▶ _Problem description_:
Repeat the whole listing exactly.

▶ _Location identification entries_:
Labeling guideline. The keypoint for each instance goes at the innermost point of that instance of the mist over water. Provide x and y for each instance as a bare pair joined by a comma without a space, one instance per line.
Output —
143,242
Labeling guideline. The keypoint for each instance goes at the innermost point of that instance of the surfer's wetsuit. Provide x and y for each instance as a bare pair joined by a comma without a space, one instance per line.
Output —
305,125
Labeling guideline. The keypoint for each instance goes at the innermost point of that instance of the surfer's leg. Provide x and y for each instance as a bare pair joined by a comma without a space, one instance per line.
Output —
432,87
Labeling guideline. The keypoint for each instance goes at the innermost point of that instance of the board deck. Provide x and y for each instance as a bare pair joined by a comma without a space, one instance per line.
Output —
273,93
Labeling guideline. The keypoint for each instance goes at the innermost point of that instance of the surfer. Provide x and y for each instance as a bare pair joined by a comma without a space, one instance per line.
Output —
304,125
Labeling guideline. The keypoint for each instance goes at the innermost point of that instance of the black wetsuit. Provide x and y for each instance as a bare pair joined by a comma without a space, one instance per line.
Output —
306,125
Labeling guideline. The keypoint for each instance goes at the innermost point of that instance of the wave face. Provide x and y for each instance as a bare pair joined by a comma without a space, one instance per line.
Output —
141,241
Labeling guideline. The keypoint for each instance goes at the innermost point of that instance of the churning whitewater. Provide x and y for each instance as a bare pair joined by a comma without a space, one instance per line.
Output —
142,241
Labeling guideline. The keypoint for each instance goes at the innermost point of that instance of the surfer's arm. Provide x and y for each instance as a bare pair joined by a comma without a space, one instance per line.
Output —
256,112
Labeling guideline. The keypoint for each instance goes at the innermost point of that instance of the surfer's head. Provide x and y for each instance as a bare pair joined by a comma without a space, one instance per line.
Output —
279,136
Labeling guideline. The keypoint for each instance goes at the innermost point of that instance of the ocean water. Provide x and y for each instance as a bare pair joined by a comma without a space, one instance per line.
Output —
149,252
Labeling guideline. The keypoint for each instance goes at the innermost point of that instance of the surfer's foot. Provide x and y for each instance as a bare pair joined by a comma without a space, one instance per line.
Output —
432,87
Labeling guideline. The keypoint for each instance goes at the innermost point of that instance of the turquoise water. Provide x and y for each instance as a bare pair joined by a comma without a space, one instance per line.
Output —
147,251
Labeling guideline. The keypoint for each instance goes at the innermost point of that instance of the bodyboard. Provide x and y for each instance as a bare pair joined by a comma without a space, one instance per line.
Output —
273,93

▶ _Full output_:
Labeling guideline. The keypoint for each instance goes at the innermost point of that instance of the mist over water. Provide x and y for each instance as a bare pair joined by a comma without a space, one instance per line.
Output —
143,242
Labeling guideline. The keypoint for each instance goes at the innermost point of that instance of the surfer's wetsuit. Provide x and y for each instance as a bare pair joined by a comma without a space, one instance per line.
Output —
305,125
Labeling guideline. The keypoint for each instance goes at the innermost point of that instance of the surfer's leg. Provide x and y for each instance as a bare pair joined by a comma without a space, one instance per line.
Output —
432,87
Labeling guideline. The keypoint for each instance goes at the innermost point of that instance of the board deck. Provide x and y for each instance as a bare pair joined by a comma without a space, one instance per line.
Output —
273,93
Labeling guideline. The keypoint for each instance goes at the innermost point of that instance of the surfer. Provide x and y for each instance as a bare pair joined by a comma without a space, one instance per line.
Output —
304,125
Labeling guideline. The keypoint for each instance goes at the innermost point of that instance of the black wetsuit. Provide x and y for each instance as a bare pair joined by a comma without a space, one instance per line.
Output —
306,125
Labeling guideline. The keypoint for each instance goes at the innermost point of that instance of the wave face. Provide x and y for each instance as a bare pair joined by a comma without a space, one instance per line.
Output —
141,241
Labeling guideline. The keypoint for each instance goes at the innermost point of that instance of the churning whitewater. Provide x and y for each instance as a bare pair joined by a comma without a space, one instance per line.
Output —
142,241
Labeling guideline. The keypoint for each instance goes at the innermost point of that instance of the surfer's arm. Provide x and y for each instance as a bare pair joined by a comma without a space, one instance per line.
Output —
256,112
Labeling guideline. The keypoint for each instance goes at the innermost point of that instance of the surfer's head. Provide x and y for each instance as a bare pair joined by a comma without a space, one instance per line.
Output —
279,136
Labeling guideline. The keypoint for each instance goes at the innermost point of that instance of the ocean water. Provide x and y for each instance as a bare pair joined by a comma without a space, one instance per line.
Output —
149,252
Labeling guideline. The keypoint for each instance goes at the innermost point of that instance of the surfer's foot. Provide x and y for each instance as a bare pair joined by a comma without a space, one instance per line.
Output —
432,87
Labeling guideline. The keypoint for each instance goes at the innermost point of that instance of the turquoise water. Provide x and y for each instance as a bare pair joined by a comma without a space, one instance per line.
Output —
147,251
Labeling guideline. The keypoint for each instance goes at the innermost point of that instance of the bodyboard. Provide x and y for each instance as a bare pair joined by a comma without a space, one instance per line.
Output —
273,93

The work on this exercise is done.